- [Estratto del documento]:
»»
La battaglia è liberare dalla fabbrica il tempo del sabato e della
domenica per guadagnare tempo per sé, fuori dai vincoli della produzione;
nel ’70 lo Statuto dei lavoratori riconosce per legge i diritti
acquisiti dai lavoratori e dalle lavoratrici e le libertà sindacali. Il
centro dell’impegno sindacale in
fabbrica è la prestazione,
per migliorare le condizioni di lavoro e la qualità del tempo di lavoro:
la salute, i ritmi, l’intensità. La conoscenza del ciclo produttivo
diventa l’elemento maggiore di potere contrattuale, e nel gruppo
omogeneo si riconosce il proprio delegato sindacale. Il cuore dell’identità
torna a essere la condizione che supera le divisioni fra sigle:
nasce la Flm, e il sindacato dei metalmeccanici tornerà a essere
uno, per poco più di un decennio.
- Siamo
infatti alla vigilia dei grandi processi di ristrutturazione che
modificheranno il ciclo produttivo e l’organizzazione del lavoro; inizia
il decentramento delle grandi fabbriche e la manifattura - con esiti
alterni - va verso il Sud. E’ un decennio di tumultuosi cambiamenti
sociali, dalle grandi riforme che ci consegnano lo Stato sociale fondato
su princìpi, valori e diritti che da qualche tempo sono sotto attacco,
alla battaglia referendaria sul divorzio che rende palese i mutamenti
culturali e sociali avvenuti.
- Comincia
poi la fase di ripiegamento e di svalutazione sociale del lavoro
industriale; dopo gli anni delle stragi di Stato e del terrorismo che
hanno tentato di destrutturare l’ascesa del progetto sociale che si
radicava dalla fabbrica, alla scuola, al territorio, l’attacco padronale
riparte dal rapporto capitale/lavoro.
««
- [Attività proposte]:
1. Riporti dal brano sulle lotte sindacali il passo che inizia con "La battaglia è" e prosegue fino a "di un decennio.".
2. Elenchi gli aspetti del lavoro che il brano sulle lotte sindacali nomina subito dopo le parole «la qualità del tempo di lavoro».

- [Informazioni riportate]:
»»
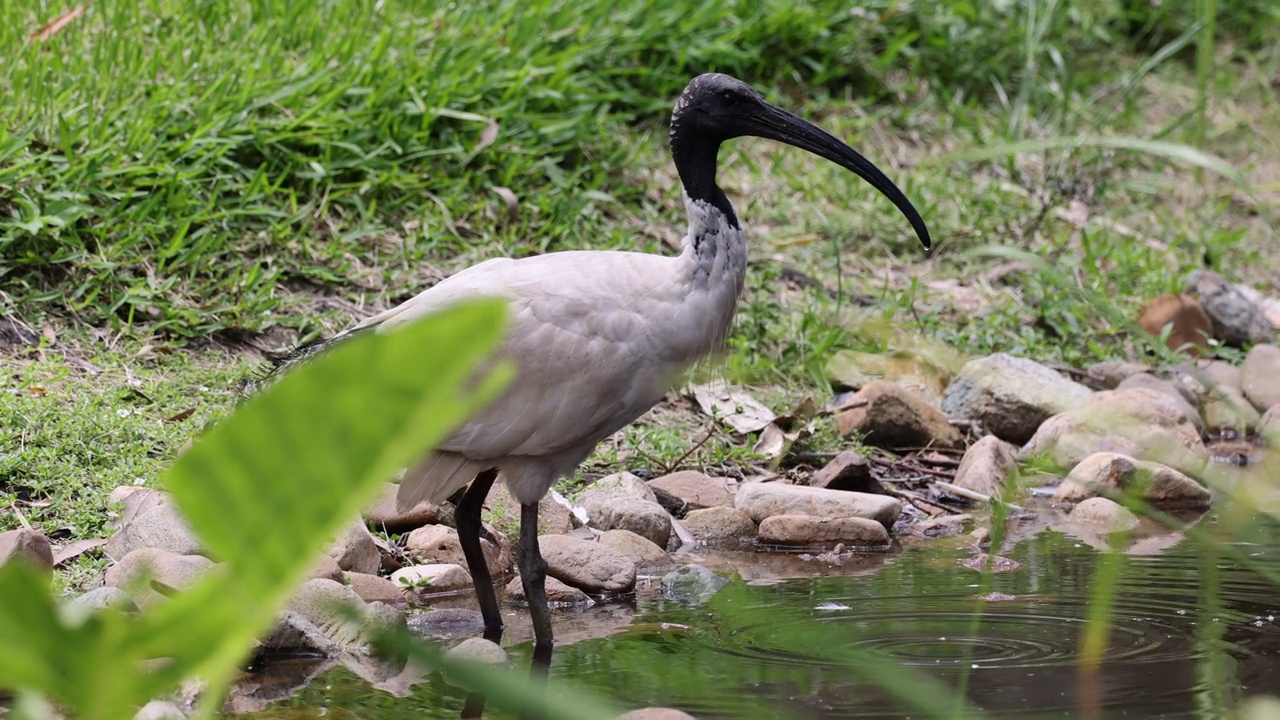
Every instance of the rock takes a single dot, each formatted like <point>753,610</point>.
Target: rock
<point>160,710</point>
<point>328,605</point>
<point>1111,373</point>
<point>639,550</point>
<point>325,568</point>
<point>161,568</point>
<point>1235,318</point>
<point>721,524</point>
<point>1178,392</point>
<point>1106,513</point>
<point>356,550</point>
<point>766,500</point>
<point>1260,376</point>
<point>588,565</point>
<point>1159,484</point>
<point>439,545</point>
<point>941,527</point>
<point>373,588</point>
<point>27,546</point>
<point>479,650</point>
<point>156,523</point>
<point>1011,396</point>
<point>696,490</point>
<point>447,623</point>
<point>644,518</point>
<point>804,531</point>
<point>439,577</point>
<point>1189,327</point>
<point>659,714</point>
<point>1226,408</point>
<point>891,417</point>
<point>502,510</point>
<point>558,595</point>
<point>848,472</point>
<point>384,515</point>
<point>691,584</point>
<point>1134,422</point>
<point>104,597</point>
<point>984,466</point>
<point>1219,373</point>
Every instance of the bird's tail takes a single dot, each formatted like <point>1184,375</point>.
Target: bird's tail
<point>437,477</point>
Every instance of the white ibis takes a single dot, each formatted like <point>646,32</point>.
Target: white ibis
<point>598,337</point>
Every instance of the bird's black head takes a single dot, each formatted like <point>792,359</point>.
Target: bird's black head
<point>714,108</point>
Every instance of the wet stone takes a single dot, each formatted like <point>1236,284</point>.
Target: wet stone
<point>27,546</point>
<point>1010,396</point>
<point>691,584</point>
<point>696,490</point>
<point>986,465</point>
<point>894,418</point>
<point>721,525</point>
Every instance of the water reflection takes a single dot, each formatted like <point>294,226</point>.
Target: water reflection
<point>1192,632</point>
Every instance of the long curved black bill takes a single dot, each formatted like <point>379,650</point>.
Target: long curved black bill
<point>776,123</point>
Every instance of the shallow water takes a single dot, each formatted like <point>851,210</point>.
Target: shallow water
<point>1192,633</point>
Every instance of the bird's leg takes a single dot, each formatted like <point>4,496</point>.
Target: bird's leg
<point>533,575</point>
<point>467,519</point>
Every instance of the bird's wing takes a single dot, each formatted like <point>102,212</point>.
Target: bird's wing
<point>589,337</point>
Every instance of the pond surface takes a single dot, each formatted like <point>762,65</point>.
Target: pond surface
<point>1192,633</point>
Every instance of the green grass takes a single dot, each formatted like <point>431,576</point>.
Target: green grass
<point>211,178</point>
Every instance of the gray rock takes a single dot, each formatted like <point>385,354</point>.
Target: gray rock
<point>1226,408</point>
<point>439,577</point>
<point>329,606</point>
<point>986,465</point>
<point>644,518</point>
<point>691,584</point>
<point>891,417</point>
<point>1134,422</point>
<point>695,490</point>
<point>27,546</point>
<point>766,500</point>
<point>657,714</point>
<point>1010,396</point>
<point>160,710</point>
<point>804,531</point>
<point>385,515</point>
<point>447,623</point>
<point>479,650</point>
<point>503,511</point>
<point>639,550</point>
<point>104,597</point>
<point>848,472</point>
<point>158,523</point>
<point>588,565</point>
<point>1105,513</point>
<point>1260,376</point>
<point>160,568</point>
<point>1157,484</point>
<point>1234,317</point>
<point>558,595</point>
<point>356,550</point>
<point>373,588</point>
<point>1178,392</point>
<point>439,545</point>
<point>721,525</point>
<point>1111,373</point>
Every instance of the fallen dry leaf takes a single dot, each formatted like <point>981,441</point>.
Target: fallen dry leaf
<point>734,408</point>
<point>58,24</point>
<point>76,548</point>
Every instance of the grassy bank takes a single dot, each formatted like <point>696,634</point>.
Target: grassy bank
<point>182,185</point>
««
- [Soluzioni delle attività]:
1.
La battaglia è liberare dalla fabbrica il tempo del sabato e della
domenica per guadagnare tempo per sé, fuori dai vincoli della produzione;
nel ’70 lo Statuto dei lavoratori riconosce per legge i diritti
acquisiti dai lavoratori e dalle lavoratrici e le libertà sindacali. Il
centro dell’impegno sindacale in
fabbrica è la prestazione,
per migliorare le condizioni di lavoro e la qualità del tempo di lavoro:
la salute, i ritmi, l’intensità. La conoscenza del ciclo produttivo
diventa l’elemento maggiore di potere contrattuale, e nel gruppo
omogeneo si riconosce il proprio delegato sindacale. Il cuore dell’identità
torna a essere la condizione che supera le divisioni fra sigle:
nasce la Flm, e il sindacato dei metalmeccanici tornerà a essere
uno, per poco più di un decennio.

2. la salute, i ritmi, l'intensità